=== WORK TO COMPLETE ===
State how many lines of the material below contain the string "hillside". Give only the number.

=== WORKING DATA ===
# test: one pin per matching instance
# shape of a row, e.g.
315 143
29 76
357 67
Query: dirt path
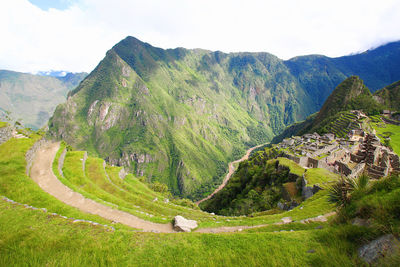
223 229
230 173
42 174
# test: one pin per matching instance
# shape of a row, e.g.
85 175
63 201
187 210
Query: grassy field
390 130
36 238
3 124
320 176
65 244
293 166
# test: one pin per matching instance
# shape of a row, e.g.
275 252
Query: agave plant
342 191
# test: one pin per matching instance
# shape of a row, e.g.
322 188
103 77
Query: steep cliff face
389 96
179 116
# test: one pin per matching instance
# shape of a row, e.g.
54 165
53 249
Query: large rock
378 248
183 225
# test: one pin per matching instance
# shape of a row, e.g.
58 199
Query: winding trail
230 173
42 174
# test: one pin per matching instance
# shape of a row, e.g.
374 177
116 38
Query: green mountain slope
33 98
351 94
178 116
389 96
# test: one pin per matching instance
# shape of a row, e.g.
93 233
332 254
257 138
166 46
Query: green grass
293 166
65 244
393 131
320 176
37 238
15 185
129 195
3 124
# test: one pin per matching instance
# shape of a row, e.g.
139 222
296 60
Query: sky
74 35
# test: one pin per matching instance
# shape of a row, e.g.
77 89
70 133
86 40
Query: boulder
286 220
361 222
378 248
183 225
307 192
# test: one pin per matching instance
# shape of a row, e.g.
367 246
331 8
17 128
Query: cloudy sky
74 35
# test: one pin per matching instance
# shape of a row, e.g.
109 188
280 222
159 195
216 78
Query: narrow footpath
42 174
230 173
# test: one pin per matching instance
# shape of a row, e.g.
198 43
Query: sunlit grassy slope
37 238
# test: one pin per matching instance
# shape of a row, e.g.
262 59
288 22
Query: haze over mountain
33 98
178 115
351 94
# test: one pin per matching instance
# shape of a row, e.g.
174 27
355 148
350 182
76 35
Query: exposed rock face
183 225
5 133
286 220
378 248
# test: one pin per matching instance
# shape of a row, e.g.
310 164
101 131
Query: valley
114 179
179 116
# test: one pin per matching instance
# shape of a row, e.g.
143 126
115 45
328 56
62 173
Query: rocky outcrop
308 191
30 155
379 248
5 133
183 225
61 162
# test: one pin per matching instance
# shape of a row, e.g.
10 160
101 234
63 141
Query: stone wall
61 162
30 155
357 170
5 133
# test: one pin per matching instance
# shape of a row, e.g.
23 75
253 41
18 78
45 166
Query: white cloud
77 38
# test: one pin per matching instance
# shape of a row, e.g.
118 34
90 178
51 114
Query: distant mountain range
351 94
33 98
178 116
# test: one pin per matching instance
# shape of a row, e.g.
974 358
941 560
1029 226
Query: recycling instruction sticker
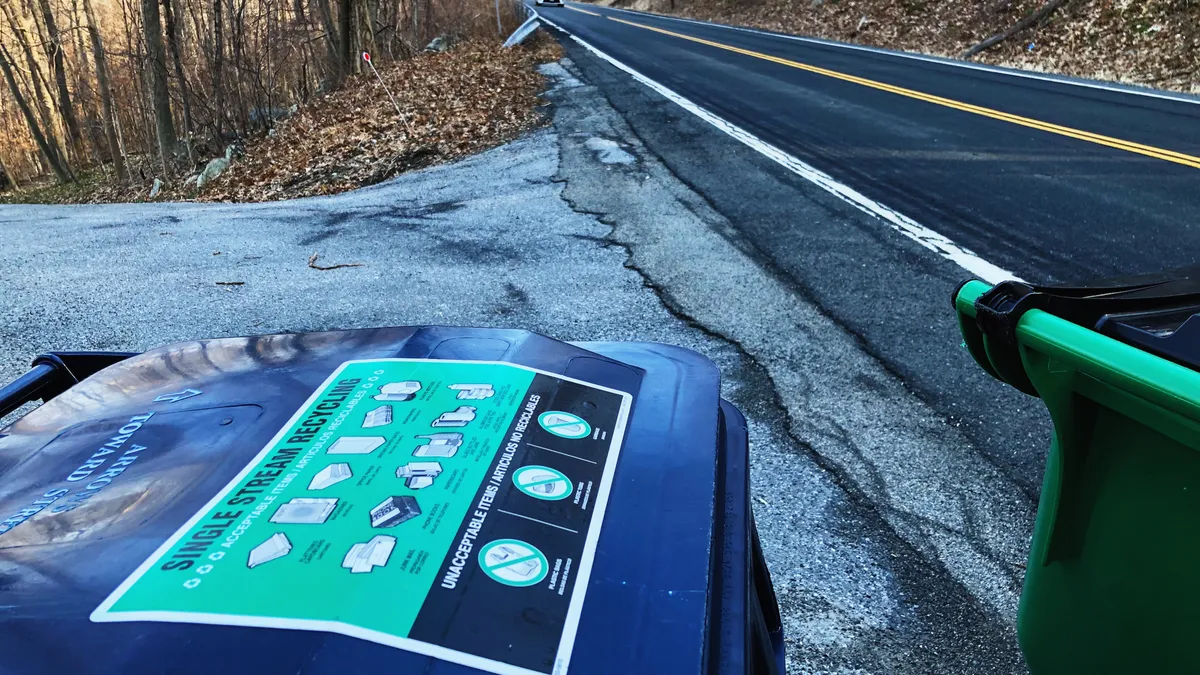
409 499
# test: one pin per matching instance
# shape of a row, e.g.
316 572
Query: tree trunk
173 42
52 155
9 174
35 73
106 93
156 60
331 45
217 70
346 37
54 54
1045 11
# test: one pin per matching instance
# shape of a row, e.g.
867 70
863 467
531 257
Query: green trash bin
1113 581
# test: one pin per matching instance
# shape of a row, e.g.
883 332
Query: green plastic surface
1111 583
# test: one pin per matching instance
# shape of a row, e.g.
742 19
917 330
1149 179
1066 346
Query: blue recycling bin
396 500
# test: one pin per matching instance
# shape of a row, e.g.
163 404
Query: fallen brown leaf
312 263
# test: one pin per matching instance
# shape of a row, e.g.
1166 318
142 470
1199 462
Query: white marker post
366 58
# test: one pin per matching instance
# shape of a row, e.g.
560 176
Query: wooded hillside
155 88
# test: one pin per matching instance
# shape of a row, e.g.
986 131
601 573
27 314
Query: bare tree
165 126
106 91
54 55
52 154
184 95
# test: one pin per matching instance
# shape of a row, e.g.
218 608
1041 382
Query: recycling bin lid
247 506
1157 312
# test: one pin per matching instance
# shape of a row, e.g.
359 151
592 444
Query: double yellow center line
1120 144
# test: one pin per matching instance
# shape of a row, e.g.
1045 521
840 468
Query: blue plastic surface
667 592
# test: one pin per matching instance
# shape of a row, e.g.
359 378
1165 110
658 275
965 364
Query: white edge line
575 608
939 60
931 240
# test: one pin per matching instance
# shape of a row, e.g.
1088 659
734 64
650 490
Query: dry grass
1146 42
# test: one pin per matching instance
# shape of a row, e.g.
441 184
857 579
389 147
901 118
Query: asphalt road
1091 180
870 184
894 545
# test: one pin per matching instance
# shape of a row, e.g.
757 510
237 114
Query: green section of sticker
349 513
564 424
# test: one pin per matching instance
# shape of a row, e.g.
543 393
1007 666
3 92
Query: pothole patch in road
609 151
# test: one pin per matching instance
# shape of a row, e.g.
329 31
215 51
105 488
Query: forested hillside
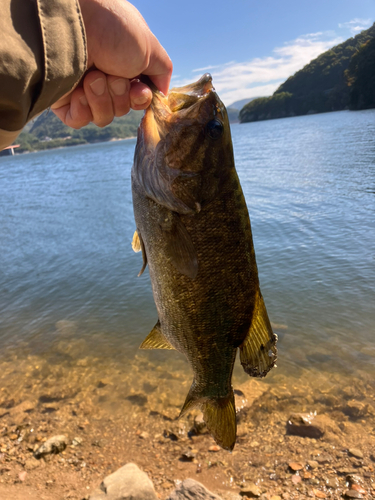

=== EXERCISE OUTPUT ===
2